──────── Extracted material
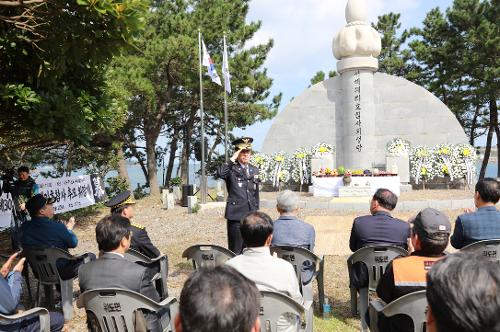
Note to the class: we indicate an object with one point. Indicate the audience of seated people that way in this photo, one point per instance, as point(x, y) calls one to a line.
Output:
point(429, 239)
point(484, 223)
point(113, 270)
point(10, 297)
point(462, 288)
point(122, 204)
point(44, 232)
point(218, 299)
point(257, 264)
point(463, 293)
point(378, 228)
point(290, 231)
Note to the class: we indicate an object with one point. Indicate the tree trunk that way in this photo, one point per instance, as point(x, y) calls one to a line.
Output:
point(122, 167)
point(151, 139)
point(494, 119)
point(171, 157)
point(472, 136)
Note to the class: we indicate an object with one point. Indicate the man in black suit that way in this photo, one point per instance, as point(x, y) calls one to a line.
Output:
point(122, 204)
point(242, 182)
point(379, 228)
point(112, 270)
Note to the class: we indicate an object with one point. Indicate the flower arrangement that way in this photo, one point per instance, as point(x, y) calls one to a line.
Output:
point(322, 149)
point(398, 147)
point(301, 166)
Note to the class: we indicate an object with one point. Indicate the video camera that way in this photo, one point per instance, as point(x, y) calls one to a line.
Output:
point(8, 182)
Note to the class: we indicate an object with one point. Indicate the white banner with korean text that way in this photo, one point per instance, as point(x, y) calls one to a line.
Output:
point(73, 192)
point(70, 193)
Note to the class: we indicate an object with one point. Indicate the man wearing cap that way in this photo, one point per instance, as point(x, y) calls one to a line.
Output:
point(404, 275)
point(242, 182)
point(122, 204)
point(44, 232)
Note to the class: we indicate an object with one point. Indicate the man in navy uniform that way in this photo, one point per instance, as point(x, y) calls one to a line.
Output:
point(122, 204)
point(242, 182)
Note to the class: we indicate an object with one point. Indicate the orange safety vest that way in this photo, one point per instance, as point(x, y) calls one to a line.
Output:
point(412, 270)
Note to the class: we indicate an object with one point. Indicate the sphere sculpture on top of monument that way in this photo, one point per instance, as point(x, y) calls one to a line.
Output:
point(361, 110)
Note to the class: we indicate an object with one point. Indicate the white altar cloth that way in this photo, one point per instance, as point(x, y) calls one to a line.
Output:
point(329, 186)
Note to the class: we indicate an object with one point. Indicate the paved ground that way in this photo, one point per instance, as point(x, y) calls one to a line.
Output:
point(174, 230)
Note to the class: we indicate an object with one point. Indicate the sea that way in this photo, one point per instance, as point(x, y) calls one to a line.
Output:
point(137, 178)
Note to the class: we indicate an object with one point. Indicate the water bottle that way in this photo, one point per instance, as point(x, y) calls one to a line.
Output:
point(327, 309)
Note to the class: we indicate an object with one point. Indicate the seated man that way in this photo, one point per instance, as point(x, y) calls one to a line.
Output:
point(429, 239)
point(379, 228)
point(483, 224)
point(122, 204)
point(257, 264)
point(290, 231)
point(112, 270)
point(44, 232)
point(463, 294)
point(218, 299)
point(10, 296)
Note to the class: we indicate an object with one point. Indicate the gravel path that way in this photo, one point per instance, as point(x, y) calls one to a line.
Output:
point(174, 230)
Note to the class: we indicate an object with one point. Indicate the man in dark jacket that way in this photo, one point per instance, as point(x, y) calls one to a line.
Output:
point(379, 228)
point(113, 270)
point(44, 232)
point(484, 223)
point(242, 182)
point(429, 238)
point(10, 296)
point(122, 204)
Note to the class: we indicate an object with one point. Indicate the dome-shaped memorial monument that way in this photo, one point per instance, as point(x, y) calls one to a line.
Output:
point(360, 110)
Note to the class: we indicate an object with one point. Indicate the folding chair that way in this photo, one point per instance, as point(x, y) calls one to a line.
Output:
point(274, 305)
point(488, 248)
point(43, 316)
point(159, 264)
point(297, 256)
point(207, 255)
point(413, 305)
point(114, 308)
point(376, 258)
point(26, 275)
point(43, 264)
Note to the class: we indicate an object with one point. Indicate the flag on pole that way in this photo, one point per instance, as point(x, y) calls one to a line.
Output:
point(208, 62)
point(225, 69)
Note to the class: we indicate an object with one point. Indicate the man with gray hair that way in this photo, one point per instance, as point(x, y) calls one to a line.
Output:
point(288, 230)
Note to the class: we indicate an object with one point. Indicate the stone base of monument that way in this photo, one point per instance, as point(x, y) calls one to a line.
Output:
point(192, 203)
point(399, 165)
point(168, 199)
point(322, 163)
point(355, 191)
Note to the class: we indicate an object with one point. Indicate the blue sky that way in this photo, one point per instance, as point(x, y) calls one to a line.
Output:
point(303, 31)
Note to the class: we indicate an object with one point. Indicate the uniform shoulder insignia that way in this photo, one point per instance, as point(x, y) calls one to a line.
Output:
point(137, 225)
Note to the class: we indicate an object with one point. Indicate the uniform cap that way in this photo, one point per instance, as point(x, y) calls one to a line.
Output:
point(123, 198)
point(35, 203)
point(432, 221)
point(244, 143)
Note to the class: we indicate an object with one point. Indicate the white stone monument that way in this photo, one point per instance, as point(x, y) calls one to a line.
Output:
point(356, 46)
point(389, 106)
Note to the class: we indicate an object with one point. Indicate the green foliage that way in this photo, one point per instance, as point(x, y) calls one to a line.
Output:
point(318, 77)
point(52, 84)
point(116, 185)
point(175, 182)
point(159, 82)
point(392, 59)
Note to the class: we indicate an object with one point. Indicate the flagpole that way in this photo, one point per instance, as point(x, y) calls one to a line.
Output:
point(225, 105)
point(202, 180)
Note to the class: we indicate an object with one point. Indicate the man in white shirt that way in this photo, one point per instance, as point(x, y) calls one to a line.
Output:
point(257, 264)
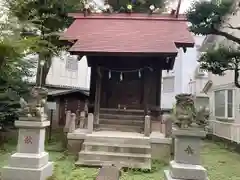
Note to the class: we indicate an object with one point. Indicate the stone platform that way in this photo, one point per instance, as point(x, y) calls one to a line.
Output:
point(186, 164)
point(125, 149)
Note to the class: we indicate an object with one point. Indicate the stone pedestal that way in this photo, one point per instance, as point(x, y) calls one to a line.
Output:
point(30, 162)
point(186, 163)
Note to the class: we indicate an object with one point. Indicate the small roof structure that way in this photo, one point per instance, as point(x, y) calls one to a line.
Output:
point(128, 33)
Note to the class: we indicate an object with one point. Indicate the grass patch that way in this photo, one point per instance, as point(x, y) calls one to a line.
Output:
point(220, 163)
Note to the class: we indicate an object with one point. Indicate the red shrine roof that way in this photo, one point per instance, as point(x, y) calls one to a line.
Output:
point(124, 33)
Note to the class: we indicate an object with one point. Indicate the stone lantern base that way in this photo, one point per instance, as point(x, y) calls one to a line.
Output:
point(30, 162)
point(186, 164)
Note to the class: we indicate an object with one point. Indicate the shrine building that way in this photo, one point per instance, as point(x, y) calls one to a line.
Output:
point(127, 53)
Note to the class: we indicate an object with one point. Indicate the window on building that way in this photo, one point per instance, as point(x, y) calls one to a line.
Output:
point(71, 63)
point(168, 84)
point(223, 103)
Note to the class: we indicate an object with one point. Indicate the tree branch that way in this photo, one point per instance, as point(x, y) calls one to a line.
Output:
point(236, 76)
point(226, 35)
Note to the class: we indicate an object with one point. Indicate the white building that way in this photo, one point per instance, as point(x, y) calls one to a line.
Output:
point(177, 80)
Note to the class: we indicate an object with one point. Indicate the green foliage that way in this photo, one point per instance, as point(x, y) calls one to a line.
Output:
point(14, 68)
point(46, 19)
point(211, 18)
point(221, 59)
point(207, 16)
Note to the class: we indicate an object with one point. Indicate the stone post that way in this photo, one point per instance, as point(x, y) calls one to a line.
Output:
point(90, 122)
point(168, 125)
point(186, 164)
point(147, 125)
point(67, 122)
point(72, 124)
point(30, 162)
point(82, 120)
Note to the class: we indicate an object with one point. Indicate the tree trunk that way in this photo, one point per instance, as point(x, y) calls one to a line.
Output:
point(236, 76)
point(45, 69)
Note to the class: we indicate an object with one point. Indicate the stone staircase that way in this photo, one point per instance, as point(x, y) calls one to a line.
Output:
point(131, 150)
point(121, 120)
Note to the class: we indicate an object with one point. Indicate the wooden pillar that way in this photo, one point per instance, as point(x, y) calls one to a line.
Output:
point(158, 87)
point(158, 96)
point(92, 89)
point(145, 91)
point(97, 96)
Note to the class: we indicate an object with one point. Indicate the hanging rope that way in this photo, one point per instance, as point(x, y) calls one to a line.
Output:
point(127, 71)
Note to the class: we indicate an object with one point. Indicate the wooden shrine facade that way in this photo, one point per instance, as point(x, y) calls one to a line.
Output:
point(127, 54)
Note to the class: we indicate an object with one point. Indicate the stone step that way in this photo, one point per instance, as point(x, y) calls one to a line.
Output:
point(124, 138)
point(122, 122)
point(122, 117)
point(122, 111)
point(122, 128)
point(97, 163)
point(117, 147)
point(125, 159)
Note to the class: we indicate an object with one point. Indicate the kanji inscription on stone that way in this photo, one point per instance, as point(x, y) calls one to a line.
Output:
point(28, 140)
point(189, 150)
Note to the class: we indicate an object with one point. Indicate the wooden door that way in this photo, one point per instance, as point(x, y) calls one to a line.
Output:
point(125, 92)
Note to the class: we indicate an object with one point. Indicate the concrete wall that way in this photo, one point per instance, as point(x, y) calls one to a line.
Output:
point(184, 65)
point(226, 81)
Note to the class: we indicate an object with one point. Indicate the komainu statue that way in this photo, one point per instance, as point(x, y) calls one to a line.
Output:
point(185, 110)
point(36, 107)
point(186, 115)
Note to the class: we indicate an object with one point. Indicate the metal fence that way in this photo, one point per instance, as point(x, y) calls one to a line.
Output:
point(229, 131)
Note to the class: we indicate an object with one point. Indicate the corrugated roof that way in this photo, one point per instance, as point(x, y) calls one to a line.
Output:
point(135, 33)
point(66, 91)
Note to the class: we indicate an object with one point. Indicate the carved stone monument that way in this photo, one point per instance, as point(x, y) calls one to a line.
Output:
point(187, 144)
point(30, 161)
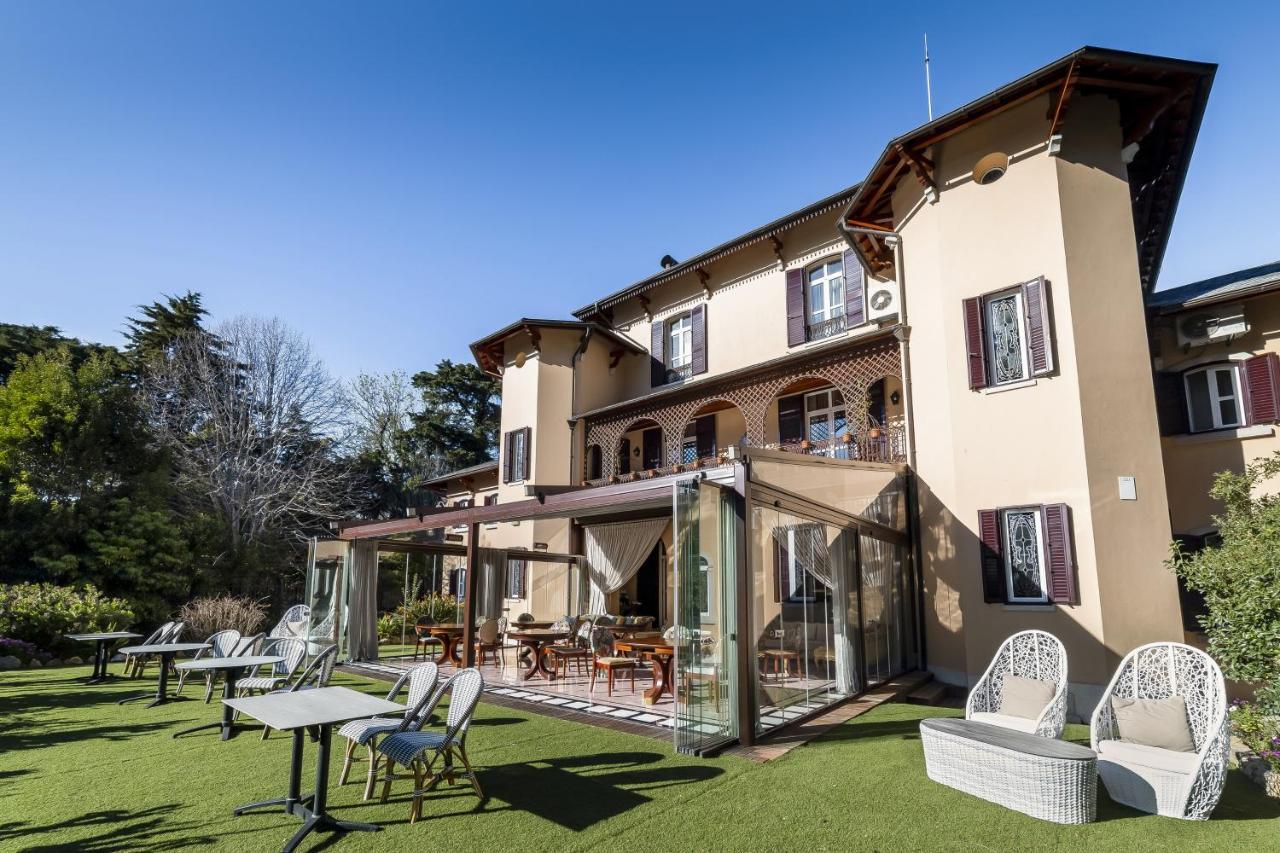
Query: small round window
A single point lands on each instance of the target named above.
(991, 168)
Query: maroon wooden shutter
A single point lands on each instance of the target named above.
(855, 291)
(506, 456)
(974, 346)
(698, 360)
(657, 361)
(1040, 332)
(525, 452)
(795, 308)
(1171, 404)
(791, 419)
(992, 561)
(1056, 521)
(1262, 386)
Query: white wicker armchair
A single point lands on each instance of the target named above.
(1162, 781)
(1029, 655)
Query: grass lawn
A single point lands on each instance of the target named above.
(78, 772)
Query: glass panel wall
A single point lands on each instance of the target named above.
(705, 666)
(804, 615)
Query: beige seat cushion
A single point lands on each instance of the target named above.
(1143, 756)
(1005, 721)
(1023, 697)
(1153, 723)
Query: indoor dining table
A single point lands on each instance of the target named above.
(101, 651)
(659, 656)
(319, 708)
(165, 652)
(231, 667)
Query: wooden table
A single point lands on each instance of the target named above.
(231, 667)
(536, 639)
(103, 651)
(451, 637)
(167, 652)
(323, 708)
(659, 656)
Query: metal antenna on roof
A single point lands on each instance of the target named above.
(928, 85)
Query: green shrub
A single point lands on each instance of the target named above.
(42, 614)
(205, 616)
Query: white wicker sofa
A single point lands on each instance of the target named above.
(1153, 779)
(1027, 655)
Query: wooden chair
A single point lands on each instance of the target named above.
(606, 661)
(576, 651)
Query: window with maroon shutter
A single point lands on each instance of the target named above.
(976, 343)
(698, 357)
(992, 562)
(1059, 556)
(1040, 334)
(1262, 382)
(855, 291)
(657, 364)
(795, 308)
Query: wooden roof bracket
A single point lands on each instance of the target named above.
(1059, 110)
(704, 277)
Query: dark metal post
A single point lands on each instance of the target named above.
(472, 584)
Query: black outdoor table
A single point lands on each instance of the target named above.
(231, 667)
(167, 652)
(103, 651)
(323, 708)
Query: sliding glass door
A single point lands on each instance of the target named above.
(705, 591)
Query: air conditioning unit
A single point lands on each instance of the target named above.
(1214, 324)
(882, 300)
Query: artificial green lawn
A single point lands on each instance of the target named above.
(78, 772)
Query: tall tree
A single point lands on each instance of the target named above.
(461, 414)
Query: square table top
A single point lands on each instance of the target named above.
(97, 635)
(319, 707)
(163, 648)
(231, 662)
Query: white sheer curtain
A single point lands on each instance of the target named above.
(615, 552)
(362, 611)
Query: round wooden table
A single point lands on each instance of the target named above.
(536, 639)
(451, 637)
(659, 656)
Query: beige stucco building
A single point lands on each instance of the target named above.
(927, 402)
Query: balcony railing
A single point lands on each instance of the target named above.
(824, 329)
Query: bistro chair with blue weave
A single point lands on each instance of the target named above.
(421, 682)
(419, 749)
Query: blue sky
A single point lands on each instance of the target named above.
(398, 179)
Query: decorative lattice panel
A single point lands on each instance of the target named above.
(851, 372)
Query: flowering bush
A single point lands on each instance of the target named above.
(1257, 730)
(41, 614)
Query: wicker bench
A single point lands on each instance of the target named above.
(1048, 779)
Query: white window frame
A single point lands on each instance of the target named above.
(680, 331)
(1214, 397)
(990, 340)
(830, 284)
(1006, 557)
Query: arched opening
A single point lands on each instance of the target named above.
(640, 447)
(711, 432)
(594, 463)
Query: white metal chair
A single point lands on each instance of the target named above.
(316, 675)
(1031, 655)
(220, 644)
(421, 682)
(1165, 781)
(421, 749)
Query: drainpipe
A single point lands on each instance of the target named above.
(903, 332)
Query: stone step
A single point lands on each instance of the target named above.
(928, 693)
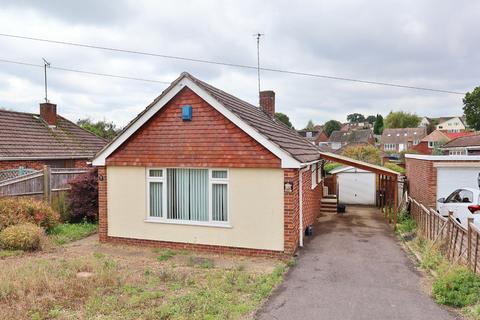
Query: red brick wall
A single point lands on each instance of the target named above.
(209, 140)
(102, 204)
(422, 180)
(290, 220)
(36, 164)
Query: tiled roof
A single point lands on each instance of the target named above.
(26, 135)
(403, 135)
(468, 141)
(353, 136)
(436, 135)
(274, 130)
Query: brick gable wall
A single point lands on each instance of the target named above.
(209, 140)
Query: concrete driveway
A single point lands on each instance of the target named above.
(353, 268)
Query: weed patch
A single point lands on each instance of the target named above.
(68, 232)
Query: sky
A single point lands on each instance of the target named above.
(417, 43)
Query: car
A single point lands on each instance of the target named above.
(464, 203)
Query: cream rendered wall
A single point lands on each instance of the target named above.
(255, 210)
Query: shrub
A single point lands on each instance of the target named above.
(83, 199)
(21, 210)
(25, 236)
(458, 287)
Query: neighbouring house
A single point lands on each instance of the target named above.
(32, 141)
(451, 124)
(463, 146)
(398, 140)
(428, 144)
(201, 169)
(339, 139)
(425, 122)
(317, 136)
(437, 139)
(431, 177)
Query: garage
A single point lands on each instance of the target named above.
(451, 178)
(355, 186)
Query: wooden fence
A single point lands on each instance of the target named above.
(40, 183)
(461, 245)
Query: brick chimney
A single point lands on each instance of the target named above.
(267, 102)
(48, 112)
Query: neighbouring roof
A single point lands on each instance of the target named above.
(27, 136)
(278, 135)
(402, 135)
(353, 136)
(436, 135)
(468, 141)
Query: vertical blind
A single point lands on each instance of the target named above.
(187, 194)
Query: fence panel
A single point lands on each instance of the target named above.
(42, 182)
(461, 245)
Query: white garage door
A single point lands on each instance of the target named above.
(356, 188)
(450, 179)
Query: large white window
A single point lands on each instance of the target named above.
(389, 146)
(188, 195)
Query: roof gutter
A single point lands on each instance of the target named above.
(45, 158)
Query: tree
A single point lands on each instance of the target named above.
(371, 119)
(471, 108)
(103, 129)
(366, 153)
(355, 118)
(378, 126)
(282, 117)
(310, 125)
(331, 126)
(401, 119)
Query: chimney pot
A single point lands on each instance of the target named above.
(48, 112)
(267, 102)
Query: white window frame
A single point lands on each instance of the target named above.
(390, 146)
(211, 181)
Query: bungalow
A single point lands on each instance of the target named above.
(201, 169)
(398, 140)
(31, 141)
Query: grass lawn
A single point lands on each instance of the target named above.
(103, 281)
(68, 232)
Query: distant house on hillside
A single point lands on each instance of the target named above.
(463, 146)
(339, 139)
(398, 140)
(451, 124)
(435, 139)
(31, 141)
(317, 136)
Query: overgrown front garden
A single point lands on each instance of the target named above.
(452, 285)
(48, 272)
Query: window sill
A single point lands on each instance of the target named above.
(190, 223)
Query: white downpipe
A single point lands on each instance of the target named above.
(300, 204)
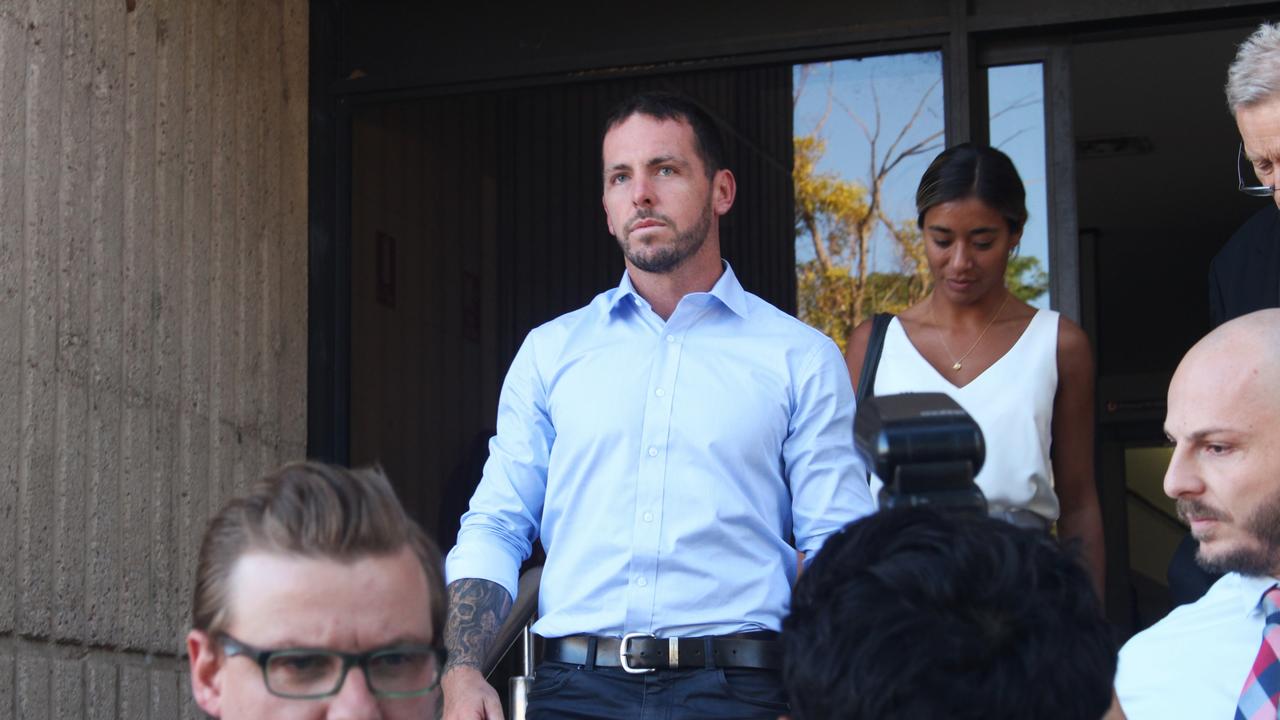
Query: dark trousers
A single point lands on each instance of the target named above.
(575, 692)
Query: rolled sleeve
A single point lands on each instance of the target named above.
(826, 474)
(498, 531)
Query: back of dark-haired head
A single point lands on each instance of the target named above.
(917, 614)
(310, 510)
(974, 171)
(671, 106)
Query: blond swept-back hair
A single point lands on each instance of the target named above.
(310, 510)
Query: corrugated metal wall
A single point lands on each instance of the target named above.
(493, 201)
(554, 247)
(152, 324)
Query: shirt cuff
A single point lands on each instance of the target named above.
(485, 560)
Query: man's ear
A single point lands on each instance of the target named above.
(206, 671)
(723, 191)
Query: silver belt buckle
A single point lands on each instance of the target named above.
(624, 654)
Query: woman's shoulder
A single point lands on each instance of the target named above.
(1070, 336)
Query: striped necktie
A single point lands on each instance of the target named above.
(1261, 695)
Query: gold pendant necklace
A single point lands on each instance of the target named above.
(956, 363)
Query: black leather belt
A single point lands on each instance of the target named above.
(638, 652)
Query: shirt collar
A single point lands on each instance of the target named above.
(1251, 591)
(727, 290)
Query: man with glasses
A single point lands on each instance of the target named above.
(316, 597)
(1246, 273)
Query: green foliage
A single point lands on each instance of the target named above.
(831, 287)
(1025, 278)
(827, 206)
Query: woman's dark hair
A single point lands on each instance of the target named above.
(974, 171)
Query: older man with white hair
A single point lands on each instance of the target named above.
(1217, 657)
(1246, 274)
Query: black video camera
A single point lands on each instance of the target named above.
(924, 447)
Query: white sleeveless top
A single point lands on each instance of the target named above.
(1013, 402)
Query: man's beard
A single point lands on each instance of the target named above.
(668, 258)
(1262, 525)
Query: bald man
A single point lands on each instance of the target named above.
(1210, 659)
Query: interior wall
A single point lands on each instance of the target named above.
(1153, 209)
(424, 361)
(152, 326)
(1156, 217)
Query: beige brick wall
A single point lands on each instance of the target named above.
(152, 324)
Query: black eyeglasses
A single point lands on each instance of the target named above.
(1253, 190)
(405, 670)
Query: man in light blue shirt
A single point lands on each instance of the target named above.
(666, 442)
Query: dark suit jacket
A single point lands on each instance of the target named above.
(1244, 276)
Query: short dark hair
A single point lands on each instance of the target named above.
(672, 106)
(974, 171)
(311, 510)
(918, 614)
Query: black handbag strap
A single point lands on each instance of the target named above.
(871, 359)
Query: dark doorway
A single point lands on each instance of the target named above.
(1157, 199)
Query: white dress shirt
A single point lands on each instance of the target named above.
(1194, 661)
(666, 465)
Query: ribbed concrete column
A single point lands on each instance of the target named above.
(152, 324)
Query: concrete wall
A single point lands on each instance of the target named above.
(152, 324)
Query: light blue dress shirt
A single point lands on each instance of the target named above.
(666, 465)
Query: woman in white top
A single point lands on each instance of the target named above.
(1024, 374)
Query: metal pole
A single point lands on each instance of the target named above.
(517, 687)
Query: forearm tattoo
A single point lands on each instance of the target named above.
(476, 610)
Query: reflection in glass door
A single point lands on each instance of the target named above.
────────────────
## Set task:
Repeat exactly the lines from the line containing "Query: black video camera" through the last line of the records above, including both, and nothing else.

## Right answer:
Query: black video camera
A single point lands on each instance of the target named above.
(924, 447)
Query: white sleeveless top
A single point lands on each instance of the target named above.
(1013, 402)
Query: man's beard
A single point lands on each instance of the target named above.
(668, 258)
(1262, 525)
Query: bald man
A single point lands on each instance of the target named above.
(1210, 659)
Query: interior wall
A single point lands on each instance of the target named above.
(1153, 209)
(424, 361)
(152, 326)
(1156, 217)
Query: beige brick wall
A single point lands on each instance of the target named above.
(152, 324)
Query: black eyeglasses
A single point lands on each instance of the target named above.
(1253, 190)
(405, 670)
Query: man in light blue shirt
A single point lands on each instance of the target named above.
(666, 442)
Query: dark suit jacket
A single point lands on each instance of the target named above.
(1244, 276)
Query: short dark hair
A single point lands on each instance of the target named above.
(672, 106)
(974, 171)
(311, 510)
(918, 614)
Query: black handbag strap
A single point lands on each instance of the target named above.
(871, 359)
Query: dark doorway
A single point lands on each instance of the target named above.
(1157, 199)
Query: white dress shirt
A single point lands on each instance of the target named above.
(1194, 661)
(666, 465)
Query: ribbed concrete column
A single point lands on each instance of the target named above.
(152, 324)
Query: concrete wall
A single point lands on each instance of the target named above.
(152, 324)
Query: light blue dress shirt
A single point lands on each instance of the target named above.
(666, 465)
Query: woman in white top
A single point lands on each instance of the target named above.
(1024, 374)
Query: metal pole
A single point lands on each instance of the target named above.
(517, 687)
Query: forearm tattoo
A single point lands on each instance of the target named above.
(476, 610)
Query: reflection in glass door
A single point lands on each instance of the target named above.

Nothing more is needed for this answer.